Exercise text START
With all this protest and apparent protectiveness, one might expect some spicy passages. There are none. One page (236) refers to his (highly gregarious and widely commented upon) sexual activities and the three households which he set up at various times and to his ability to remain on good terms with women after the relationship had changed. If anything, Goldsmith's reticence is bewildering. We don't even get the bare facts. A wife appears on the day after graduation from Cambridge, a new companion turns up thirty pages later; then the wife reappears at a reception some years after that and is not mentioned until his long and poignant final illness when she shared his care with his devoted assistant. There is also a family tree of his children and their mothers, but nothing about family life. It would have been better to have said much more or rather less.
The same is true of some serious allegations about Bernal's character which are retailed but not assessed at all, for example, reference to 'a hurting, yet non-deliberate blindness about key work done by members of his staff' and 'his unreliability'. We are told 'Crowther has no doubts that in public affairs Bernal's "weaknesses were catastrophic. In ordinary social and political management, he was less than normally intelligent"'. Stephen Spender is quoted: 'not answering is, in fact, part of Bernal's repertoire ... On the whole he simply ignores all subjective questions, only answering objective ones about things such as the world's population, education, and science and the like.' Crowther worked with Bernal for many years in the association of Scientific Workers and other activities. His opinion is one thing, while Stephen Spender's (of the Congress of Cultural Freedom) is another. Crowther may indeed have been badly let down by Bernal, while Spender might have been treated to silence in reply to Red-baiting. I am guessing, of course. The point is that a biographer should ponder, contextualise and render some sort of balanced judgement.
Exercise text END
Records START
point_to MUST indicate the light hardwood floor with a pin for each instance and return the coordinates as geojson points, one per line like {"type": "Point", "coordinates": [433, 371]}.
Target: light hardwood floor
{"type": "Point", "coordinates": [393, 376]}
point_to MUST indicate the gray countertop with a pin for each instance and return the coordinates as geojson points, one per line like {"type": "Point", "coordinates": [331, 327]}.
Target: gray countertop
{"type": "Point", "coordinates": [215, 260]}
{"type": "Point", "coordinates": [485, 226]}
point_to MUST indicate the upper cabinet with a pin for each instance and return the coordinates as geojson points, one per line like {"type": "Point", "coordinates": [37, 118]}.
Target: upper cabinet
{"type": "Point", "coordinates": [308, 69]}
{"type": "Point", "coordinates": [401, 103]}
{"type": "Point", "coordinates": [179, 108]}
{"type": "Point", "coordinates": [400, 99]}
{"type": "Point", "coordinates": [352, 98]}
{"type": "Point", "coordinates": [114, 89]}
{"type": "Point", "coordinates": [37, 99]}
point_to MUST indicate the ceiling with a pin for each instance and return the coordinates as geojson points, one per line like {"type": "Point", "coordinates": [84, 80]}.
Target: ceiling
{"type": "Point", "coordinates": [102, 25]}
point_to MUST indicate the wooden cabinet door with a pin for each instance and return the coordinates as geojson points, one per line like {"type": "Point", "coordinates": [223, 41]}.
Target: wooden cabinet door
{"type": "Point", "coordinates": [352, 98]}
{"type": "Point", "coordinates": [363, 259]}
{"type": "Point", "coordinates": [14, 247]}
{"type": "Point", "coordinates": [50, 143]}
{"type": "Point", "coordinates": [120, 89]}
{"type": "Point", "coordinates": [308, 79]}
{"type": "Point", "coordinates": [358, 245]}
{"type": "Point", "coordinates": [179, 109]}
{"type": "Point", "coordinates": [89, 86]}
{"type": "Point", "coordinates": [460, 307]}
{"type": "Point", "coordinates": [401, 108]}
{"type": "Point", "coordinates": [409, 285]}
Records END
» Exercise description: Copy the passage of the Bernal biography review from "With all this" to "or rather less." word for word.

» Finished exercise:
With all this protest and apparent protectiveness, one might expect some spicy passages. There are none. One page (236) refers to his (highly gregarious and widely commented upon) sexual activities and the three households which he set up at various times and to his ability to remain on good terms with women after the relationship had changed. If anything, Goldsmith's reticence is bewildering. We don't even get the bare facts. A wife appears on the day after graduation from Cambridge, a new companion turns up thirty pages later; then the wife reappears at a reception some years after that and is not mentioned until his long and poignant final illness when she shared his care with his devoted assistant. There is also a family tree of his children and their mothers, but nothing about family life. It would have been better to have said much more or rather less.